### Directive 1
Name the Kernel methods that the first numbered justification in the post on Ruby keywords gives as examples.

### Excerpt
------------------------------

Thursday, July 12, 2007

To Keyword Or Not To Keyword

One of the most attractive aspects of Ruby is the fact that it has relatively few sacred keywords. In most cases, things you'd expect to be keywords are actually methods, and you can wrap or hook their behavior and create amazing potential.

One perfect example of this is require. Because require is just a method, you can define your own version that wraps its behavior. This is exactly how RubyGems does its magic...rather than immediately calling the default require, it can modify load paths based on your installed gems, allowing for a dynamically-expanding load path and the pluggability we've all come to know and love.

But all such keyword-like methods are not so well behaved. Many methods make runtime changes that are otherwise impossible to do from normal Ruby code. Most of these are on Kernel. I propose that several of these methods should actually be keywords.

Update: Evan Phoenix of Rubinius (EngineYard), Wayne Kelly of Ruby.NET (Queensland University), and John Lam of IronRuby (Microsoft) have voiced their agreement on this interesting ruby-core mailing list thread. Have you shared your thoughts?

Justifying Keywords

There's a number of (in my opinion, very strong) justifications for this:
  1. Many Kernel methods manipulate runtime state in ways no other methods can. For example: local_variables requires access to the caller's variable scope; block_given? requires access to the block/iter stacks (in MRI code); eval requires access to just about everything having to do with a call; and there are others, see below.
  2. Because many of these methods manipulate normally-inaccessible runtime state, it is not possible to implement them in Ruby code. Therefore, even if someone wanted to override them (the primary reason for them to be methods) they could not duplicate their behavior in the overridden version. Overriding only destroys their utility.
  3. These methods are exactly the ones that complicate optimizing Ruby in all implementations, including Ruby 1.9, Rubinius, JRuby, Ruby.NET, and others. They confound a compiler's efforts to optimize calls by always leaving open questions about the behavior of a method. Will it need access to a heap-allocated scope? Will it save off a binding or the current call frame? No way to know for sure, since they're methods.

------------------------------

### Directive 2
Rewrite the records starting at the line that has "as (10, 25)." and continuing through the end of the records, changing "steel column" to "iron column" and keeping everything else the same.

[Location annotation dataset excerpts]

------------------------------

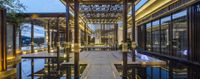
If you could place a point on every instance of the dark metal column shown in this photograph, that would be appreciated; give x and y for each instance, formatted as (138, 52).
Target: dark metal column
(32, 37)
(76, 39)
(85, 33)
(116, 36)
(133, 32)
(3, 45)
(125, 45)
(20, 40)
(49, 37)
(32, 49)
(67, 33)
(68, 44)
(58, 44)
(133, 39)
(14, 39)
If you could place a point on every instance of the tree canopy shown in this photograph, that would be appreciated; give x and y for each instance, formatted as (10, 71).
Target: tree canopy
(13, 7)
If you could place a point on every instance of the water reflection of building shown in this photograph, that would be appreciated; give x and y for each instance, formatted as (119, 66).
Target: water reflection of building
(168, 32)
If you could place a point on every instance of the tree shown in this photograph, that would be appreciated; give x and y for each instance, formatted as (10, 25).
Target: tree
(13, 7)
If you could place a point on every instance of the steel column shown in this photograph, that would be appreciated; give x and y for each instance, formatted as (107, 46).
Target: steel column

------------------------------

### Result 1
local_variables, block_given?, eval

### Result 2
If you could place a point on every instance of the tree shown in this photograph, that would be appreciated; give x and y for each instance, formatted as (10, 25).
Target: tree
(13, 7)
If you could place a point on every instance of the iron column shown in this photograph, that would be appreciated; give x and y for each instance, formatted as (107, 46).
Target: iron column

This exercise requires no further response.